** Start EXCERPTED PASSAGE **

# Blueberry Bushes and Raspberry Bushes



## perennial (Aug 23, 2004)

I was wondering if i should plant these in any particular spot. Do the birds
really go for them. We eat lots and lots of berries in this house. Is it possible
to plant a "Maine" type of blueberry that is small? What's your experience with them?


----------



## rj_in_MA (Apr 27, 2004)

We grow a large berry blueberry, and I can tell you the birds are DEFINITELY a problem - especially the groups of field sparrows that also raid my chicken coop for the feed. I put an end to that with some deer netting over my chicken yard and over my blueberry bushes. For the bushes, I first put up some 72" chicken fencing around the bushes (which are only about 4 feet high so far) then draped the netting over the fence and secured it with wire ties. It makes it a bit of a pain to get at the berries, I use a makeshift gate, but at least the birds don't get them!
I don't have a lot of experience with raspberries, I just pick any wild ones that grow around the house that the birds miss (which was very few last year).
-rj


----------



## perennial (Aug 23, 2004)

Do blueberry bushes spread alot. I know raspberry ones do a bit. Are there kinds that grow kinda like a hedge?


----------



## rj_in_MA (Apr 27, 2004)

We've only had ours about 4 years, but they only seem to grow a few suckers (kind of like lilac bushes but not as many). I'm pretty sure they more or less stay put and just get bushy and tall. That reminds me, almost time to prune!


----------



## diane (May 4, 2002)

We have had blueberries for 15 years and never had them spread. Without pruning, some will get rather tall and gangly. It is possible to plant the low growing type. Stark Bros. carries some in their "Northern collection". We just planted some last year and are anxious to see how they produce.

As far as birds and the berries.........we plant them and they eat them. Last year I didn't get covered in time (I wasn't paying attention) and they got the early ones. They seem to know EXACTLY when they are ready and get them the day before I am going to pick. In order for me to get more than the occasional blueberry I have to make little "bonnets" of cheese cloth. I make this sack type thing that I put over each bush and then tie it down with yarn. This winter I am going to make drawstring type bags.


----------



## BJ (Aug 8, 2004)

We've planted rasberry & blueberry bushes the last four springs. The deer and rabbits always find them and eat the entire shrub before it gets very big! This last spring we moved all our fruit trees and berry bushes to our garden with 5' horse fence. I know 5' is nothing to a deer....but we did manage to keep all the berry shrubs through the summer & fall. Didn't get any berries of course this first year...so maybe if they make it through the winter ice storms....we'll have fruit next summer


----------



## Cyngbaeld (May 20, 2004)

Diane, that is an excellent idea with the cheesecloth bags. I'm going to have to try that! I'm planning to put electric fencing around the garden/orchard, but that won't keep birds out of the fruit.


----------



## JennDBass (Sep 20, 2004)

We have a wind chime over our black berries and when the birds figure that out we tie silver ribbon on it and the flashing sunlight scares them off for a while. Durring cold snaps (Like they exsist in California) we place clear trash bags overthem and pin them down with rocks.


----------



## perennial (Aug 23, 2004)

Do the birds get caught at all in the cheesecloth bonnets?

brural


----------



## uncle Will in In. (May 11, 2002)

** End EXCERPTED PASSAGE **

Extend the thread about blueberry and raspberry bushes from the point where it stops, beginning with the post under its last heading.

** Start RECORDS PROVIDED **

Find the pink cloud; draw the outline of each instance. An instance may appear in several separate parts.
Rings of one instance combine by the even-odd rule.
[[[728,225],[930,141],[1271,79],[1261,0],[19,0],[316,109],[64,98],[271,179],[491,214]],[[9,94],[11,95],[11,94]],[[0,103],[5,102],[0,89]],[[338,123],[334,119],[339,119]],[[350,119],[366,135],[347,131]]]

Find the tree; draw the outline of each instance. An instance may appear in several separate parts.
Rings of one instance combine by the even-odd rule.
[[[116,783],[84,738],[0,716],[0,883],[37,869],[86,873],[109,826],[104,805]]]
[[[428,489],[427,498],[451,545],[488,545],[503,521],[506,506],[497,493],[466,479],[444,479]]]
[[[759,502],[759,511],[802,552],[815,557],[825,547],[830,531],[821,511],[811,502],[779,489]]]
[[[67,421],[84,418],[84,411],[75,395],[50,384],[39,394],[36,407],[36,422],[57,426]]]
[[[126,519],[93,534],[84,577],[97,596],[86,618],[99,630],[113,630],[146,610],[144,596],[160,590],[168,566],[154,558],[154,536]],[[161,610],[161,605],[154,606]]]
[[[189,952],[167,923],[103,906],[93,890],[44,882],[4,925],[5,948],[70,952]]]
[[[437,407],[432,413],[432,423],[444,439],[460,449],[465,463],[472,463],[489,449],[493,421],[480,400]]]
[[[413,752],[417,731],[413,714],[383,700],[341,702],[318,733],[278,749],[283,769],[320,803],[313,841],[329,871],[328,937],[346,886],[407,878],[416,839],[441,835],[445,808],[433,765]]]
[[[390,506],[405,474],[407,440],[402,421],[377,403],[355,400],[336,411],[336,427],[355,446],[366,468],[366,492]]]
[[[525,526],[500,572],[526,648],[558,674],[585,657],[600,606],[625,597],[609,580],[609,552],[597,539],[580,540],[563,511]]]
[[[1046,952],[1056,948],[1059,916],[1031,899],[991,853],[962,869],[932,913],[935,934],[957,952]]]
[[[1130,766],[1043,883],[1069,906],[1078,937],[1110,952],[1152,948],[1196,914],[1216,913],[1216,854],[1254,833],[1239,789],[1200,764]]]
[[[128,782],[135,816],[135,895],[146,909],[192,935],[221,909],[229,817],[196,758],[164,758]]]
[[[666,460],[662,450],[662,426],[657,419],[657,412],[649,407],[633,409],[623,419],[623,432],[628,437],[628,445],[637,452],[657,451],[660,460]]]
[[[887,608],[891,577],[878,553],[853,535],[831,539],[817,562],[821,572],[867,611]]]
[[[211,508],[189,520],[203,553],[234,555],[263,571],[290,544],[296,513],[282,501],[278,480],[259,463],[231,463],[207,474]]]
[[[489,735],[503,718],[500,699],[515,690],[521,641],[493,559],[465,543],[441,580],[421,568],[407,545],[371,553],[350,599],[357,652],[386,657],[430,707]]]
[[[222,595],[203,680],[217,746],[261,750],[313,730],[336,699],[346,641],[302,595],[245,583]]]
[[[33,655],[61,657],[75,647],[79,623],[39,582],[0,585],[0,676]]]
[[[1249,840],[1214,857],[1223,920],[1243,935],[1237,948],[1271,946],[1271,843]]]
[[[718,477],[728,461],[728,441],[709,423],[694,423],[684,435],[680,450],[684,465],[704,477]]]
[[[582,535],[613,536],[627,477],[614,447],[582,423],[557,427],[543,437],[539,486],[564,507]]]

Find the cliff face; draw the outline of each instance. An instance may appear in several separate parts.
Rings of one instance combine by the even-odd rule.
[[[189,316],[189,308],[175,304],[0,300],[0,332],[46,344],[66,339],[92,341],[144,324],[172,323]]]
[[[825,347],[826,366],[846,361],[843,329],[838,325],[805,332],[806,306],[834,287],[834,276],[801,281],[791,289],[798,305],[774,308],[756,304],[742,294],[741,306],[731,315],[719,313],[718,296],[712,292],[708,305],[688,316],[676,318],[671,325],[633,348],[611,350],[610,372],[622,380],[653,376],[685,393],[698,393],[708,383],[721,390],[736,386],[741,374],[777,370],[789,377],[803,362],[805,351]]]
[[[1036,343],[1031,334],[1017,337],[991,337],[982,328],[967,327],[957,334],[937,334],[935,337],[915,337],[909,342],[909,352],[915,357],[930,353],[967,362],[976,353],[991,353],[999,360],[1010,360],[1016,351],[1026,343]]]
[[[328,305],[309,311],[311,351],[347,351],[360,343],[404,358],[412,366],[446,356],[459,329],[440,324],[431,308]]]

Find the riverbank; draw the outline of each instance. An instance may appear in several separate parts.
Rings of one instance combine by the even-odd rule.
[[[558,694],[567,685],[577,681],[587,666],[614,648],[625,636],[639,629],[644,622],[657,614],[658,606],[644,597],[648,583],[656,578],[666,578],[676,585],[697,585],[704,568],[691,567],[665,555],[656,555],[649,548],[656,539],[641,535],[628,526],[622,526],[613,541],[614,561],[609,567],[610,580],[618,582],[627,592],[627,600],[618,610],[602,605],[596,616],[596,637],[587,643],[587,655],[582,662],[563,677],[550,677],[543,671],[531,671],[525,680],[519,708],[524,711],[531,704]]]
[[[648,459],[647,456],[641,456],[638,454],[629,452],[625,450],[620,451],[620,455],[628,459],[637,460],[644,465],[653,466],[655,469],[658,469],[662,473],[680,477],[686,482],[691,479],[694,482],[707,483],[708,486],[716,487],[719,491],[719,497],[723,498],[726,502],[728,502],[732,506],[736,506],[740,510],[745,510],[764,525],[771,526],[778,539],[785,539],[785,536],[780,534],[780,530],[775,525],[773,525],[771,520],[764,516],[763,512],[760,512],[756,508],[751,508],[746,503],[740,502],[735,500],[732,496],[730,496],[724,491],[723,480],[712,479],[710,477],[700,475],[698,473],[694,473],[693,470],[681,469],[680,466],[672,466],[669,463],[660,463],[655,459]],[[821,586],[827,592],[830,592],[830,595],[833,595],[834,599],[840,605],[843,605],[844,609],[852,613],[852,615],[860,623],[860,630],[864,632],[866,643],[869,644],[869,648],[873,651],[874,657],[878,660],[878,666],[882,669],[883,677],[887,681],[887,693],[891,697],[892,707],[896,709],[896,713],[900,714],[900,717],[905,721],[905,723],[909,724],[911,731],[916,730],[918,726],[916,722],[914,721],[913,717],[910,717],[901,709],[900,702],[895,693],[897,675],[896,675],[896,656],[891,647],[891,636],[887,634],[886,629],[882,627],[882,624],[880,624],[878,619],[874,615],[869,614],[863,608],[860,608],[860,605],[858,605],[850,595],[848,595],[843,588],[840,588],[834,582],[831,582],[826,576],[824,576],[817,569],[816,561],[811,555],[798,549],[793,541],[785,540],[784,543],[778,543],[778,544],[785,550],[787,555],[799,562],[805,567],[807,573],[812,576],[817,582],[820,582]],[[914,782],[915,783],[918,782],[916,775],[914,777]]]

** End RECORDS PROVIDED **

-- EXERCISE ANSWER --
Do check your soil ph where you intend to set the blueberries. They require a low ph. We lowered our ph with sulphur granules.


----------



## perennial (Aug 23, 2004)

Thanks for all your input.

I think i'll do some of each this year and see how they do.


----------



## diane (May 4, 2002)

Do the birds get caught at all in the cheesecloth bonnets?

brural

No......I don't leave enough room for them to get under them. They are really more like a drawstring bag in that they are tighter on the bottom.

By the way..........we have had to really amend our soil to have blueberries. There are all sorts of products out there to lower the pH. I used "Hollytone" this year because I read about it on gardenweb.com My bushes have never in 16 years looked as good as they do this year.


----------



## NewEnglandBeth (Dec 8, 2004)

I just spread Hollytone around my blueberries during our warm days last week.....that means in New England you get two days of fifty degree weather, and the next day an ice storm  !

I mulched with pine needles also, to raise the acidity of the soil.

Now I know you can't do this, because it is the most annoying sound you ever heard on a continual basis, but the local blueberry farm has speakers every three rows, broadcasting on an intermittent basis the LOUDEST SHRIEKING!

It sounds like two crows at war! Very loud, very obnoxious...but it seems to work! Can't do that obviously, if you have close neighbors you actually like!


----------



## perennial (Aug 23, 2004)

Is there any where to buy a maine blueberry plant? They are so much tastier to me than the big fat ones.


----------



## suelandress (May 10, 2002)

diane said:


> We have had blueberries for 15 years and never had them spread. Without pruning, some will get rather tall and gangly. It is possible to plant the low growing type. Stark Bros. carries some in their "Northern collection". We just planted some last year and are anxious to see how they produce.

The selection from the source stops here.